■ **Work order**
Could you continue the passage on alcoholism below, picking up after its final sentence?

■ **Text passage**

That is true but you cannot single out alcoholism for those traits either. It applies to many health and behavioral issues that people engage in including conditions like diabetes, heart conditions, some cancer, obesity and even things like repetitive orthopedic injuries obtained through sports plus hundreds of others.
That is the reason I say that the OP has a generally good point because there is absolutely no known line you can draw that differentiates alcoholism from other activities that people engage in when looking at it from either a disease or behavioral model. I understand why it is a practical problem but you have to be really careful about singling it out as a unique problem when it isn’t. The most effective treatments are essentially the same as for many other mental/behavioral disorders and I am not just talking about 12 step programs. Almost all treatments that are effective at all for alcoholics are also used to treat other conditions.
Alcoholism is a shockingly common problem and easily hidden. Some of the people that have it including people here are established and well-respected professionals and some of the most moral people you would ever meet otherwise except for that one issue that they cannot beat. It could be your doctor, boss or professor just as easily as it could be the panhandler on the street.

■ **Point localization data**
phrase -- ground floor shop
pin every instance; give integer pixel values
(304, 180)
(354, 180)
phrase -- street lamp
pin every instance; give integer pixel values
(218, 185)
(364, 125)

■ **Result**
The good news is that medical science views it as a true disease and there are some breakthroughs in drug therapy that have been approved in the past few years. It appears that alcoholism is often caused by a problem in the feedback loop to opiate receptors in the brain. Alcohol is not an opiate itself but it acts on those receptors indirectly. Researchers found that alcoholics and even their young children tend to have abnormal brain scans for certain patterns (in the case of the kids, it was before they even ever had a first drink). There are two ‘drugs’ on the market today that can fight alcoholism even in the formerly chronically addicted sometimes with very dramatic results: Naltrexone and Campral that can be used together or individually. If you have an alcoholic close to you, ask your doctor about those because they may work when nothing else does.
I put ‘drug’ in quotes because they are more of an anti-drug in the recreational sense. They don’t cause any type of high and the side-effects are minimal to zero. They work by helping to correct the abnormal brain feedback loops that many alcoholics have genetically and try to fix on their own by drinking with predictable (non)success and lots of heartache.